What to work on -
The listing should be printed again without a single change.

Exercise materials -
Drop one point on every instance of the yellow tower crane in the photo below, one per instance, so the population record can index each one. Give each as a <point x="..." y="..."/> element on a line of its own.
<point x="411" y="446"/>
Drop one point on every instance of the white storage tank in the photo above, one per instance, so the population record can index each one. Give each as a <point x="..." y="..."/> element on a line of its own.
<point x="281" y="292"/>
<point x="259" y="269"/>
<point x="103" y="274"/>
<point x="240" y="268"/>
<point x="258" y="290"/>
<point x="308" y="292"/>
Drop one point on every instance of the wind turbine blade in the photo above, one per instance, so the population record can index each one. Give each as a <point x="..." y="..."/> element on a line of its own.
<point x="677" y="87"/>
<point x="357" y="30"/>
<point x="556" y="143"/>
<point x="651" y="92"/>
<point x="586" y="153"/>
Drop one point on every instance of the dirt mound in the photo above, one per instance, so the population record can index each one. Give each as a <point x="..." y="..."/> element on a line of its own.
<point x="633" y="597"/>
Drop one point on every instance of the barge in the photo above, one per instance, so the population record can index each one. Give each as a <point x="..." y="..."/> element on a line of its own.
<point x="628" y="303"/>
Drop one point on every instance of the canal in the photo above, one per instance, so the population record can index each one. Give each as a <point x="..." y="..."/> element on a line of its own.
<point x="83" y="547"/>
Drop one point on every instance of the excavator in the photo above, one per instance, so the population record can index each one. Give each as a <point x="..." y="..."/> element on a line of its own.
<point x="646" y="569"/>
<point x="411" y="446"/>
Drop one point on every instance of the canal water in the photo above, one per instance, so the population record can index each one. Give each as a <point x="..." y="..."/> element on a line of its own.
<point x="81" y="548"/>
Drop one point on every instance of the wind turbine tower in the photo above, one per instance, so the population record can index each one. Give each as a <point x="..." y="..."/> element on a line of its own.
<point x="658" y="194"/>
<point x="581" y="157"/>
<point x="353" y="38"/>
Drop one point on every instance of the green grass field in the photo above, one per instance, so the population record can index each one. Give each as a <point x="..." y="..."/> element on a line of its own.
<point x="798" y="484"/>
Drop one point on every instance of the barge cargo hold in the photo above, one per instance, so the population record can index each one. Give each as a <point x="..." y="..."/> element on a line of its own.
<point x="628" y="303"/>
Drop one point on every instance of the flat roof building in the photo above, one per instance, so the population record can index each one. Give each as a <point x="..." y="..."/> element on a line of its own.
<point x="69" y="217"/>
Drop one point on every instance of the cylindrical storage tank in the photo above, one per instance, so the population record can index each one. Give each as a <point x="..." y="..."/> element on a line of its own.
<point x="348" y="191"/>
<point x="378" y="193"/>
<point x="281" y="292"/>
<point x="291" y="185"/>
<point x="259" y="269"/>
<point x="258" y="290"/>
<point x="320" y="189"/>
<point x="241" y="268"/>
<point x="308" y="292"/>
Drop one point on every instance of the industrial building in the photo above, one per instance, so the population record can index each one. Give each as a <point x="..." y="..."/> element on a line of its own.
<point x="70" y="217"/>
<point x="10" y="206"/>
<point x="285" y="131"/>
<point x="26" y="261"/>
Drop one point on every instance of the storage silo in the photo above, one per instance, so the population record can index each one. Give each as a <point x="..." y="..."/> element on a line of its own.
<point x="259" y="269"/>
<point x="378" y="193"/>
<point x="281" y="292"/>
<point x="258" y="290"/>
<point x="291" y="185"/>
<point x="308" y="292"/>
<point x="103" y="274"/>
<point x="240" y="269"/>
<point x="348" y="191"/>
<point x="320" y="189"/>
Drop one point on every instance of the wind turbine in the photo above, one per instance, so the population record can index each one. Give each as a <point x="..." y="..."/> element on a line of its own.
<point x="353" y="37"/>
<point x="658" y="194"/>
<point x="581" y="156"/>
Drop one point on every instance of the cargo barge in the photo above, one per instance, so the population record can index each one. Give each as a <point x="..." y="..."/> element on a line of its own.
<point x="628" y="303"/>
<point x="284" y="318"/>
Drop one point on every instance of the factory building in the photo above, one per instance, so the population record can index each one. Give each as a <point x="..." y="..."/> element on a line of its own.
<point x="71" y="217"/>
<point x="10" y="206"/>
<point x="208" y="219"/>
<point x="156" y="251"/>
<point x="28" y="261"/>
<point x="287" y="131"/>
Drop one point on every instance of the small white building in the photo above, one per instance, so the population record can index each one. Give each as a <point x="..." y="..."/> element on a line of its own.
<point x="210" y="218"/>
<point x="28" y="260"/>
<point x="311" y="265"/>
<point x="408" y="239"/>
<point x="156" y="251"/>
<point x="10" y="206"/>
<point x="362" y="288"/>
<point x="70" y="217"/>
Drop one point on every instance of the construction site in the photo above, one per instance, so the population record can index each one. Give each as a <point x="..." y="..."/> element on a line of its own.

Solution -
Drop one point on every instance of the yellow tower crane in the photo below, one per instance, so the population record can index each one. Give each as a <point x="..." y="..."/> element on a line of its own.
<point x="411" y="446"/>
Drop one point on every instance of the white storage tank in the photo above, one per instance, so the population record can index each one. Give each as a <point x="..." y="..."/> element on a line of its own.
<point x="281" y="292"/>
<point x="259" y="269"/>
<point x="103" y="274"/>
<point x="240" y="268"/>
<point x="258" y="290"/>
<point x="308" y="292"/>
Drop one point on every instance of the wind turbine blade in the photo above, one per instance, so the population record can index each one. Give each as a <point x="..." y="..."/> element on a line of its own.
<point x="677" y="87"/>
<point x="357" y="30"/>
<point x="556" y="143"/>
<point x="651" y="92"/>
<point x="586" y="153"/>
Drop one point on every instance of the dirt mound in the photo above, one per instance, so the population record can index each one. Give each as a <point x="..." y="..."/> element on a line of its own.
<point x="633" y="597"/>
Drop one point on every instance of the barge in the photo above, one per instance, so the population record can index each one. Give each as a <point x="..." y="..."/> element on a line of its own.
<point x="628" y="303"/>
Drop one point on every instance of the canal in the photo above, one per instance, so the population record can index each one. Give each as a <point x="..." y="..."/> element on a line of its own.
<point x="83" y="547"/>
Drop one point on every instance of the excavator in the photo above, one per instance, so the population record can index each one. Give each as a <point x="..." y="..."/> element on a line of its own.
<point x="646" y="569"/>
<point x="411" y="446"/>
Drop one point on every instance of the canal water in the photo above, one per instance, so the population record can index each one. Give each as a <point x="..." y="..."/> element on a line of its own.
<point x="81" y="548"/>
Drop one point on every instance of the wind turbine tower in the photo above, one per instance, so the population record can index each one. Give each as a <point x="..." y="..."/> element on a line of its own.
<point x="658" y="194"/>
<point x="581" y="157"/>
<point x="353" y="38"/>
Drop one point on every instance of the green grass field in the photo above, one per instance, so the population record can index each one. Give each as a <point x="..." y="..."/> element on a line of its own.
<point x="798" y="484"/>
Drop one point on every instance of the barge cargo hold in the photo above, one per instance, so the population record can index each one. Give each as a <point x="..." y="..."/> element on a line of its own.
<point x="628" y="303"/>
Drop one point on every instance of the flat roof building in the photo above, one per instance, so the population record can index each one. Give each as a <point x="..." y="..."/> element on a line of its own.
<point x="69" y="217"/>
Drop one point on every instance of the cylindrical storage tank in the photo above, one per instance, so the population record can index each one. Give each as a <point x="..." y="..."/> element on a line of its own.
<point x="348" y="191"/>
<point x="378" y="193"/>
<point x="281" y="292"/>
<point x="291" y="185"/>
<point x="259" y="269"/>
<point x="258" y="290"/>
<point x="320" y="189"/>
<point x="241" y="268"/>
<point x="308" y="292"/>
Drop one point on every instance of the industrial building in the photo above, one per instance, so the population record can index each one. Give each as a <point x="..." y="..."/> element on a line of its own.
<point x="70" y="217"/>
<point x="10" y="206"/>
<point x="285" y="131"/>
<point x="26" y="261"/>
Drop one point on every instance of the storage silo in the photo above, one per instance, so the population record can index each one. Give each as a <point x="..." y="..."/> element on a line of its own.
<point x="259" y="269"/>
<point x="378" y="193"/>
<point x="281" y="292"/>
<point x="258" y="290"/>
<point x="291" y="185"/>
<point x="308" y="292"/>
<point x="103" y="274"/>
<point x="240" y="269"/>
<point x="348" y="191"/>
<point x="320" y="189"/>
Drop one point on every instance of the wind turbine in the photo above, one per instance, so the population record can index each one. Give each as a <point x="..." y="..."/> element on a line of its own.
<point x="353" y="37"/>
<point x="658" y="194"/>
<point x="581" y="156"/>
Drop one point on every instance of the cargo barge in the photo above, one per instance, so the population record can index each one. Give each as a <point x="..." y="..."/> element on a line of its own.
<point x="628" y="303"/>
<point x="284" y="318"/>
Drop one point on every instance of the factory building in the photo above, one per instance, so the population record can index each one. Give each as a <point x="..." y="..."/> element on a line of its own.
<point x="71" y="217"/>
<point x="10" y="206"/>
<point x="208" y="219"/>
<point x="156" y="251"/>
<point x="28" y="261"/>
<point x="287" y="131"/>
Drop one point on every instance of the small white building in the photo above, one per instance, so the population record can index each one. Give each as a <point x="..." y="..."/> element on a line of its own.
<point x="210" y="218"/>
<point x="28" y="260"/>
<point x="311" y="265"/>
<point x="408" y="239"/>
<point x="156" y="251"/>
<point x="10" y="206"/>
<point x="362" y="288"/>
<point x="70" y="217"/>
Drop one point on every instance of the construction site in the photo above, one per instance, so the population record can index each one. Give each as a <point x="..." y="..."/> element on a line of its own.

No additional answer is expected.